What the exercise asks: Identify every line in the records below that contains the string "strut" and copy each one out. Matching is case-sensitive.

Records of labeled points
[START]
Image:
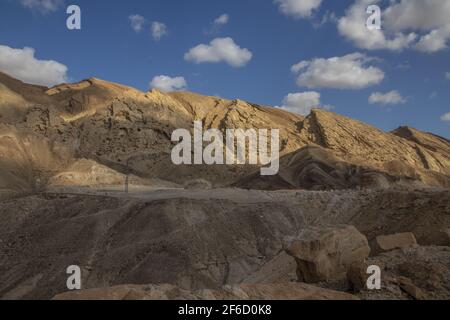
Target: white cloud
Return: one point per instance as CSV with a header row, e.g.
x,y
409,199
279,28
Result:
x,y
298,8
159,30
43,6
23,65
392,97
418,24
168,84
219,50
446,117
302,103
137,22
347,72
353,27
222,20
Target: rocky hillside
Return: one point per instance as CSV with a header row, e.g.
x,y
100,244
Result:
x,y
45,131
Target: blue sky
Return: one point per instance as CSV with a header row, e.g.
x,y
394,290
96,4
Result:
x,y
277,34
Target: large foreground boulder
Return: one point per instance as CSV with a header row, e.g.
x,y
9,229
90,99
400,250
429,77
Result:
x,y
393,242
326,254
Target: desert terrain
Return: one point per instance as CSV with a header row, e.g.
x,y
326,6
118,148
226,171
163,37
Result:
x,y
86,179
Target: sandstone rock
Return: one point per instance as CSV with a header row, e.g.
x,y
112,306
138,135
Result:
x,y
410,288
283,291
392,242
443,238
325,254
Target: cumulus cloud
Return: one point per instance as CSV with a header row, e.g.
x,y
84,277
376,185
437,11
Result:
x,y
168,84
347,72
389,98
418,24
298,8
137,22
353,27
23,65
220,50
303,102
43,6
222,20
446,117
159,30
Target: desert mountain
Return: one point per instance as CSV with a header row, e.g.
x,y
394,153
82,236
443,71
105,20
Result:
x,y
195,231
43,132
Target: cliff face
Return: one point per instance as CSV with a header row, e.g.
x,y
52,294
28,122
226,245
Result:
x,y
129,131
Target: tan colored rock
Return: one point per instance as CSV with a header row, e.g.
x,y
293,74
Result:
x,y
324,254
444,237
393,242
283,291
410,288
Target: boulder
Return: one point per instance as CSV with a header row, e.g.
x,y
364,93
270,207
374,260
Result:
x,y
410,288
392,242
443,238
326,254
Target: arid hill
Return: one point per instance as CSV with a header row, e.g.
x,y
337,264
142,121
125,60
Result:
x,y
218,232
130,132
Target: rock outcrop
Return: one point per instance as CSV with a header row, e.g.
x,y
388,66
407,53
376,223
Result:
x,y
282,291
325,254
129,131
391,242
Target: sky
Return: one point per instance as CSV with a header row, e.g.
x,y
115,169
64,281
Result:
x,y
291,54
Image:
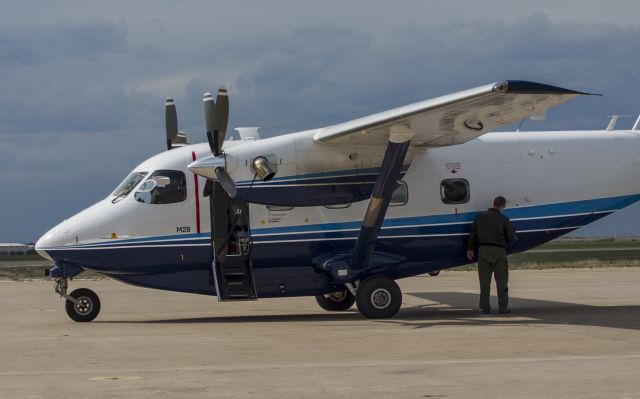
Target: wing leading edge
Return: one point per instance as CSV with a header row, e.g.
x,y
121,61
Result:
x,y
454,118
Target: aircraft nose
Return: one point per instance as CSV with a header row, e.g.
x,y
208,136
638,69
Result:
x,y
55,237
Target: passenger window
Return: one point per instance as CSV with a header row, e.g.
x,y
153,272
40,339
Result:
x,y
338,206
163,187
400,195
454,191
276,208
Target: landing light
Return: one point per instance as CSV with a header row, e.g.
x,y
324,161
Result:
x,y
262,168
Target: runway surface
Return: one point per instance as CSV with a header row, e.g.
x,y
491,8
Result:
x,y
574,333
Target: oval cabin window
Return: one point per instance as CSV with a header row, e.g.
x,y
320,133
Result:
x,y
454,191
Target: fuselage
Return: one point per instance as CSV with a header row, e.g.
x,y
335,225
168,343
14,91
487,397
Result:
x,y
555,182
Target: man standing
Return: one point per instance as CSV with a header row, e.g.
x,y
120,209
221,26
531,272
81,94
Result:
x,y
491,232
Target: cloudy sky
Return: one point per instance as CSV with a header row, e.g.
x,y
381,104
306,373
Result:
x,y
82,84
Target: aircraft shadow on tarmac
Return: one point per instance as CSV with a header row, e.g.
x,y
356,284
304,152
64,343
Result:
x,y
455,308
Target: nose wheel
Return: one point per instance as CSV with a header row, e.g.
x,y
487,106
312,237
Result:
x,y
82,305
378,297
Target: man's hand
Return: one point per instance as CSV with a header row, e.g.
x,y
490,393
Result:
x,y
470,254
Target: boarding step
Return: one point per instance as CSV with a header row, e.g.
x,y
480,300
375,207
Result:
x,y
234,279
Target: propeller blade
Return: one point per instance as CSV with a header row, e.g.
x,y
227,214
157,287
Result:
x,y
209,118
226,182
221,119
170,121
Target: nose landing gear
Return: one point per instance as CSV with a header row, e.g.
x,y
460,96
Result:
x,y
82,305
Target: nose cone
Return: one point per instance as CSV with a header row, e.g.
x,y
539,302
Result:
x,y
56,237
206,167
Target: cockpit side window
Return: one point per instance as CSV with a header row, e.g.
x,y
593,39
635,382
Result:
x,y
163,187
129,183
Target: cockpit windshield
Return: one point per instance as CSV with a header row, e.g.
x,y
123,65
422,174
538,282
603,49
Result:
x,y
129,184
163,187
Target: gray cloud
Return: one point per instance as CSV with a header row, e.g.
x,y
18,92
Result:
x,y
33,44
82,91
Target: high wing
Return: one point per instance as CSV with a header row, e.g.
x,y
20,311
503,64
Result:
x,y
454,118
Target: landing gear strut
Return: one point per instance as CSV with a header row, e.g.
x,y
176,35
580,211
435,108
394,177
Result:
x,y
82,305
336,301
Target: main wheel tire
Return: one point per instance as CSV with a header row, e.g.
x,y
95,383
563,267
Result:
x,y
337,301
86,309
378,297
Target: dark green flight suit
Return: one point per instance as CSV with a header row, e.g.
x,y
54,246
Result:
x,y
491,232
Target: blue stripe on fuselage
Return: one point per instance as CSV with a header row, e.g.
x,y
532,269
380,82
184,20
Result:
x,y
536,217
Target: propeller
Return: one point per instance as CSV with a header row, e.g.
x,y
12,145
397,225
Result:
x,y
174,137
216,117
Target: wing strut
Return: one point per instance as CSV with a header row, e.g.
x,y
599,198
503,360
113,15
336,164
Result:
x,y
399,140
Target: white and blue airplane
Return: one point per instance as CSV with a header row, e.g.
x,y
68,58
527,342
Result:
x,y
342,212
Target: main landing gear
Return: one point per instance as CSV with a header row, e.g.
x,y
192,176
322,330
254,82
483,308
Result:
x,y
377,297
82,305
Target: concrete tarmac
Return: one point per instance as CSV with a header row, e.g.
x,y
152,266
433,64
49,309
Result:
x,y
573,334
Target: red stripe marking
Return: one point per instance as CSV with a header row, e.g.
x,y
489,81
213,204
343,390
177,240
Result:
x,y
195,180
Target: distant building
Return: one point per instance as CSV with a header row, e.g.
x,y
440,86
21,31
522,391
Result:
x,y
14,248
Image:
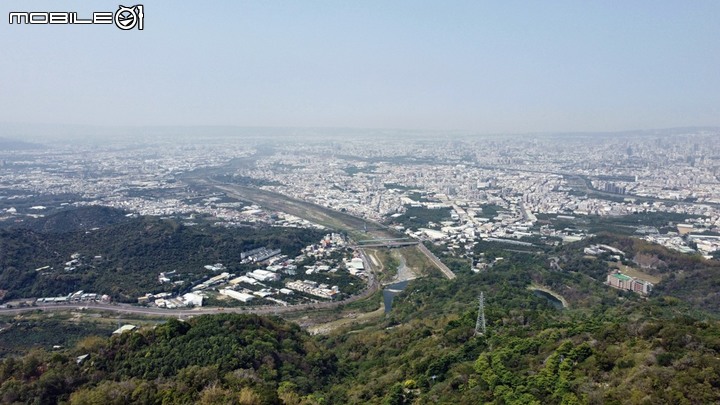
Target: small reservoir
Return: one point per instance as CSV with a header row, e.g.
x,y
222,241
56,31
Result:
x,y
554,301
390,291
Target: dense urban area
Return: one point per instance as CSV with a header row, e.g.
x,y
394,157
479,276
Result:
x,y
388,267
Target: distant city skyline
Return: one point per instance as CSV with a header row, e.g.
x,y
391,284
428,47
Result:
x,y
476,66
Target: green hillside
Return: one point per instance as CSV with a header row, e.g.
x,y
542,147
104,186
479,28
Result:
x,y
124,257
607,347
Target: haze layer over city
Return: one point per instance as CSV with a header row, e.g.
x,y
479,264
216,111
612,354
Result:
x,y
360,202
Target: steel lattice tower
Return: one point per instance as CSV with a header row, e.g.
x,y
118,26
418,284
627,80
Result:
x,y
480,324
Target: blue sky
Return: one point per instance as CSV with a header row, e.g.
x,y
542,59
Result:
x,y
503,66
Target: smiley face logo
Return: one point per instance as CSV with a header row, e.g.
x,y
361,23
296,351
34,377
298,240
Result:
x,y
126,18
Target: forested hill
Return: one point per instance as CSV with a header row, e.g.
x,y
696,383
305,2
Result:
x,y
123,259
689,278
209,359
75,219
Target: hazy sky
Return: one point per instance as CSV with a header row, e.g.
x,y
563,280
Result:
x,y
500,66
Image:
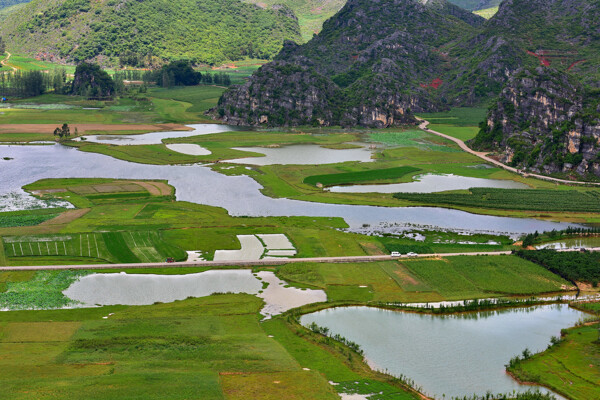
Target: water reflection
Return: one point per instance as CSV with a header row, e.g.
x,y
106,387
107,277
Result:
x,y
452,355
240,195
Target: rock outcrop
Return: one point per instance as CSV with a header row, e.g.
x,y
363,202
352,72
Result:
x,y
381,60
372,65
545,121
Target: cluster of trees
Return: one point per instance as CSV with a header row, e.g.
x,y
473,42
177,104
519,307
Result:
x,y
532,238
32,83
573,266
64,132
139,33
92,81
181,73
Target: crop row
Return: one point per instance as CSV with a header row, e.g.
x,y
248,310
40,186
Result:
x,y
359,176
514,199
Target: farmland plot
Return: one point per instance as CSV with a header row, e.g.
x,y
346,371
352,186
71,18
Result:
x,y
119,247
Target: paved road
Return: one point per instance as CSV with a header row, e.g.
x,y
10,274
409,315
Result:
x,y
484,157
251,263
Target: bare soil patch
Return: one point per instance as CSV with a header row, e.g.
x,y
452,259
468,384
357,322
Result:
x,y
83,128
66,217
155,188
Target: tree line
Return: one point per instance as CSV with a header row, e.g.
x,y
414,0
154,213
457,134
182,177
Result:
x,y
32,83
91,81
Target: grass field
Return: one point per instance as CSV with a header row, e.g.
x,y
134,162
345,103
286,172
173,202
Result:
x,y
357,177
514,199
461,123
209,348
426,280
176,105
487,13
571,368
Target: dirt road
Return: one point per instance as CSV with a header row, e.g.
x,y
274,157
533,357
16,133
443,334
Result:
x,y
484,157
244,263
[END]
[START]
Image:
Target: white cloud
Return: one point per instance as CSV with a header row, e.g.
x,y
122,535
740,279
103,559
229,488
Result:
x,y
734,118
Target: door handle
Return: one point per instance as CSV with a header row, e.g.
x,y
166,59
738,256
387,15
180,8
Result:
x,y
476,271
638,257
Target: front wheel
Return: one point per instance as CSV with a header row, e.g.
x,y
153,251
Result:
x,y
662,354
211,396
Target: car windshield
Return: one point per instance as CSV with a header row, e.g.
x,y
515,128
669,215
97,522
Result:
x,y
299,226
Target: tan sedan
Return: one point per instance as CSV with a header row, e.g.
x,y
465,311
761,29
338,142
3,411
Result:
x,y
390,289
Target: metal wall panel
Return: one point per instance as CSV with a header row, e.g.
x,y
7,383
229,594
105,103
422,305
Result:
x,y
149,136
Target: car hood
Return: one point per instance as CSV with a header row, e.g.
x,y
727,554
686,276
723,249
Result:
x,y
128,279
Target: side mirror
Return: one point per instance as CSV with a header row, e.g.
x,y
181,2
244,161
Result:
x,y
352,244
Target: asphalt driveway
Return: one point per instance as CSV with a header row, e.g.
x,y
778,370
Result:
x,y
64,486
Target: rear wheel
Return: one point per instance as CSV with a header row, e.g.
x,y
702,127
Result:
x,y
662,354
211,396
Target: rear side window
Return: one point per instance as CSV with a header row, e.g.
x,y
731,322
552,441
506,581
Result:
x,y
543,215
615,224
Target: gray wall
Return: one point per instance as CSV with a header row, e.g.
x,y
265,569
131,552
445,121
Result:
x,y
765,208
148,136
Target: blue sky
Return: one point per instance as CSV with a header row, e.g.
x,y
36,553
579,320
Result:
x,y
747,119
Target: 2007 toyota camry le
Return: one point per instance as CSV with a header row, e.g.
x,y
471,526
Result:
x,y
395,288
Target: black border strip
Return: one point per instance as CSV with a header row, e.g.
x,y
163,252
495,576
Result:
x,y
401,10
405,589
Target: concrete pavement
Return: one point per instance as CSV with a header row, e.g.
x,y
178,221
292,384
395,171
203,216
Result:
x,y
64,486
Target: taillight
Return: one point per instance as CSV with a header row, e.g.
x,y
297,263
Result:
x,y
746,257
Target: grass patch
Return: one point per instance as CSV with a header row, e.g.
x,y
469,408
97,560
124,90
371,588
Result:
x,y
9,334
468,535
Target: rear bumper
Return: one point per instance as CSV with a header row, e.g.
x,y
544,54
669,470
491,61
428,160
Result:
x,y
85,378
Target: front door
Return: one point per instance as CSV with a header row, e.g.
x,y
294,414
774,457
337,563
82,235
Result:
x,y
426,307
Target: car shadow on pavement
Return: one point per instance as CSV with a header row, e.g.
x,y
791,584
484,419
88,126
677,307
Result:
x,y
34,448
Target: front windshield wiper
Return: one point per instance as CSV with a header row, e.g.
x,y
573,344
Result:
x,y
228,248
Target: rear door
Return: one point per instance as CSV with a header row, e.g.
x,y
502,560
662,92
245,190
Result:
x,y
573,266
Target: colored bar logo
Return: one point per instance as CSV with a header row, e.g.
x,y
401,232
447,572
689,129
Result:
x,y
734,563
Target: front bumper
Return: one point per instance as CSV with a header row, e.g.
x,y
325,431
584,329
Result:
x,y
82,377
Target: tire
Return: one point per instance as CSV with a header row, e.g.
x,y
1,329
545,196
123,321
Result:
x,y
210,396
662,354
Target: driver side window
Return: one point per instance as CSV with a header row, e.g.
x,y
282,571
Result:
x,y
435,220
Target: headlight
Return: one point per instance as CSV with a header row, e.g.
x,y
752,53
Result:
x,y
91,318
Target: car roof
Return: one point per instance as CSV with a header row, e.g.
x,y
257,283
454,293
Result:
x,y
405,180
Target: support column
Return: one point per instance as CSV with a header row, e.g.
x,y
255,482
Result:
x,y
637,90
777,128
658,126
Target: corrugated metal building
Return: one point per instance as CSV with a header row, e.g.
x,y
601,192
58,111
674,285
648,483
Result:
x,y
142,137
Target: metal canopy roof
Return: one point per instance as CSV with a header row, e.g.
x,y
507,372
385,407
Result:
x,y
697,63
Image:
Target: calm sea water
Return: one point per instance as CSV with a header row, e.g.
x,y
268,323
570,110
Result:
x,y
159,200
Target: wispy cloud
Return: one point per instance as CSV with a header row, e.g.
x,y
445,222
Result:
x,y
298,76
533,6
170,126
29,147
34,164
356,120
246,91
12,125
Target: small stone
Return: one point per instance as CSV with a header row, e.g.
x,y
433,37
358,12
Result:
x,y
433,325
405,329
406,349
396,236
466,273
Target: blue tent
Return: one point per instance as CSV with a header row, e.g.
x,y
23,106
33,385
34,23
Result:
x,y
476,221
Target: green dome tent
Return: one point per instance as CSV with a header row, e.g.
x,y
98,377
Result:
[END]
Result of this exercise:
Target: landing gear strut
Target: wing strut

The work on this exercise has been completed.